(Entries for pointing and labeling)
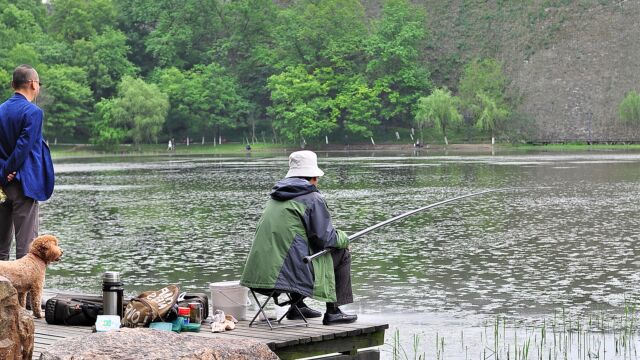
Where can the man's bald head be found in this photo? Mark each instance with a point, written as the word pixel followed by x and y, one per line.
pixel 22 76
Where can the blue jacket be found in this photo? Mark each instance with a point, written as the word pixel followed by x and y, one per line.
pixel 22 148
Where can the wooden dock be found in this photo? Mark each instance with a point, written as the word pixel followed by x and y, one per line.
pixel 348 341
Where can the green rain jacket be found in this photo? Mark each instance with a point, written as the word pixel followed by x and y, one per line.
pixel 294 224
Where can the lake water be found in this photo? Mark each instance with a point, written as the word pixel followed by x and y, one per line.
pixel 562 236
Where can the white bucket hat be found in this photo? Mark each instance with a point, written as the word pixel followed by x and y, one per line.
pixel 304 164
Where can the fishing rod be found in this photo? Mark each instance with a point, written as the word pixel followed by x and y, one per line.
pixel 309 258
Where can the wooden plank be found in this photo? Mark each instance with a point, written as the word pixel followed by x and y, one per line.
pixel 287 342
pixel 338 345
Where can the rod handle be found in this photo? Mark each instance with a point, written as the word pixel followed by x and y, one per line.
pixel 309 258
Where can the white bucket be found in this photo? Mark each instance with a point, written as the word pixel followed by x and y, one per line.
pixel 230 297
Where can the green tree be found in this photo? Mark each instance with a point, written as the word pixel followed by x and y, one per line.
pixel 5 87
pixel 482 90
pixel 357 105
pixel 140 109
pixel 327 33
pixel 301 106
pixel 204 100
pixel 105 132
pixel 440 109
pixel 245 48
pixel 18 25
pixel 73 20
pixel 183 32
pixel 395 52
pixel 66 99
pixel 104 57
pixel 629 108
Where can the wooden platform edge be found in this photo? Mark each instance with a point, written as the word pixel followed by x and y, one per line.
pixel 344 345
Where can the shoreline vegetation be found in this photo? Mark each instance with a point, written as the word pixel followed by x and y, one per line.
pixel 88 150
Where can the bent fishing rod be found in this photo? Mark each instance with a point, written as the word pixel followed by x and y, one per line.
pixel 309 258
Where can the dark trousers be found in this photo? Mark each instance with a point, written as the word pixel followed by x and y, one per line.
pixel 19 217
pixel 342 270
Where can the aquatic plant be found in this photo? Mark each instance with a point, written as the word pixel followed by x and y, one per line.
pixel 597 335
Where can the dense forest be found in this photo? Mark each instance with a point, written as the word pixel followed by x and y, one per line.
pixel 296 71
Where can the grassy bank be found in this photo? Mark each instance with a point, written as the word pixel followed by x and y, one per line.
pixel 574 147
pixel 63 151
pixel 84 150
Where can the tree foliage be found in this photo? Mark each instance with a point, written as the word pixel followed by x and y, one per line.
pixel 302 108
pixel 629 108
pixel 208 96
pixel 300 69
pixel 66 99
pixel 139 108
pixel 394 51
pixel 439 109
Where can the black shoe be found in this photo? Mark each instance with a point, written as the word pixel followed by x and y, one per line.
pixel 306 311
pixel 338 318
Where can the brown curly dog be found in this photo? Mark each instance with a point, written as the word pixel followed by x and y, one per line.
pixel 27 274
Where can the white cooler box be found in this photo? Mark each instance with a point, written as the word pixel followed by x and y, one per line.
pixel 230 297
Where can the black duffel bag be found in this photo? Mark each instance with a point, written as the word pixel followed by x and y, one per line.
pixel 73 311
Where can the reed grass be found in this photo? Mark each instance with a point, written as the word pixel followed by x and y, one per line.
pixel 596 335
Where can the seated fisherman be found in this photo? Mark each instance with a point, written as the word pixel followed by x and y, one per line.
pixel 294 224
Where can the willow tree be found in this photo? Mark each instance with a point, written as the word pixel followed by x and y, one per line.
pixel 440 109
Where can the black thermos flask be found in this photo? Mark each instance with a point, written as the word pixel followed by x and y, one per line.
pixel 112 291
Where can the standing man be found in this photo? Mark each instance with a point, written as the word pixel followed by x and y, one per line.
pixel 26 169
pixel 294 224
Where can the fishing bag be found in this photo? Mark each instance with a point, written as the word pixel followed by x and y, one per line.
pixel 200 298
pixel 150 306
pixel 73 311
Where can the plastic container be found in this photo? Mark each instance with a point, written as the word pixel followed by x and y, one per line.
pixel 230 297
pixel 183 312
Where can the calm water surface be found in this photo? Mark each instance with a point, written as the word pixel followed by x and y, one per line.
pixel 563 237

▶ YOUR GOAL
Copy all of the lines above word for word, leaving out the pictures.

▶ RESULT BELOW
Where can the man's bald head be found in this photo? Mark each instance with a point, written as the word pixel followed by x and y, one per line.
pixel 22 76
Where can the blue jacket be found in this photo? Mark each instance with a point, written as the word pixel followed by x and y, one per line.
pixel 22 148
Where can the wooden dock be found in this photo? Mark each instance with a point, written as the word pixel followed by x and y, one per line.
pixel 348 341
Where can the green rain jacket be found in this photo? Mark each instance with a point, written as the word pixel followed by x and y, one per line.
pixel 294 224
Where can the lake water be found in this photo? Mark each instance with a point, written as the word pixel followed by x and y, one per line.
pixel 562 236
Where can the white bucket hat be found in this photo? Mark each instance with a point, written as the word pixel followed by x and y, one per line.
pixel 304 164
Where can the fishing rod be found in this photo? Mark each instance with a point, written as the word pixel followed by x and y, one per line.
pixel 309 258
Where can the wooden plank be found in this photo? Mark each instance with a point, written as the word pixel followed by x and y, one per line.
pixel 287 342
pixel 338 345
Where can the rod handle be found in this photo? Mark each instance with a point, written as the word pixel followed by x and y, one per line.
pixel 309 258
Where can the white bucket be found in this photo? Mark each instance with a point, written as the word pixel followed by x and y, one per line.
pixel 230 297
Where can the green tree be found in this photo? Mark each instance with a point, written as the word pixel followed by x and y, one per line.
pixel 5 87
pixel 482 90
pixel 357 105
pixel 140 109
pixel 327 33
pixel 301 106
pixel 204 100
pixel 105 132
pixel 440 109
pixel 245 48
pixel 18 25
pixel 73 20
pixel 183 32
pixel 395 52
pixel 66 99
pixel 104 57
pixel 629 108
Where can the wooden platform edge be found in this photo? Mark each instance with a point, written as the word pixel followed by x and y, one per line.
pixel 344 345
Where can the shoreline vegetation be found in this photo? Mark each instance with a point, written as the word pixel followed by x and y, one per line.
pixel 88 150
Where can the bent fishing rod be found in this photo? Mark each instance with a point, written as the word pixel followed by x and y, one per line.
pixel 309 258
Where can the dark trousers be found in this photo? Mark each instance with a point, written as the word pixel followed by x and y, one per line.
pixel 19 217
pixel 342 270
Where can the aquatic plant be found in this photo? Mark each instance with a point, written as the word pixel followed by x and y, one per line.
pixel 597 335
Where can the dense forest be found in this photo? Mark each instance with a point, written as the word pixel followed by x and y, one per line.
pixel 296 71
Where can the grassy bank be found in this photo? Mark each instance with a point, written as the word pixel followed by x and y, one per line.
pixel 574 147
pixel 63 151
pixel 84 150
Where can the tree foliage be found in this photo? Mark each instance with a point, written as the word pixel followed by x and y, one per line.
pixel 302 108
pixel 629 108
pixel 208 96
pixel 300 69
pixel 66 99
pixel 139 108
pixel 394 51
pixel 439 109
Where can the black shoe be found in this photo? Mark each instance with a point, written as the word pixel followed by x and y, one per line.
pixel 306 311
pixel 338 318
Where can the brown curly dog be found in this photo? Mark each instance with a point, written as the word pixel followed by x and y, one per line.
pixel 27 274
Where can the white cooler box be found in this photo? Mark each instance with a point, written as the word pixel followed by x and y, one per line.
pixel 230 297
Where can the black duffel bag be found in this photo? Mark each instance with a point, written as the word pixel followed by x and y, one per line.
pixel 73 311
Where can the reed grass be found in this photo? Mark each instance with a point, written as the word pixel followed by x and y, one per line.
pixel 596 335
Where can the seated fisherman be found in this photo? Mark each instance with a point, written as the word pixel followed by x and y, one per line.
pixel 294 224
Where can the willow tree be found in this photo? Mark each instance with a point, written as the word pixel followed by x and y, one per line.
pixel 440 109
Where can the black thermos flask be found in this photo? Mark each instance with a point, written as the word pixel followed by x and y, one per line.
pixel 112 291
Where can the standing man be found in this photo? Mark each instance with a point, written as the word pixel followed by x and y, one per line.
pixel 26 169
pixel 294 224
Where can the fishing bag be found in this photo? Mark each instance with a point, written as the word pixel followed by x and y, one per line.
pixel 200 298
pixel 150 306
pixel 73 311
Where can the plastic container be found in this photo? Mark each instance with a point, written as the word pixel followed by x and y, one per line.
pixel 230 297
pixel 183 312
Where can the calm water surface be found in this photo? Mark each instance with a point, written as the word pixel followed by x and y, one per line.
pixel 563 237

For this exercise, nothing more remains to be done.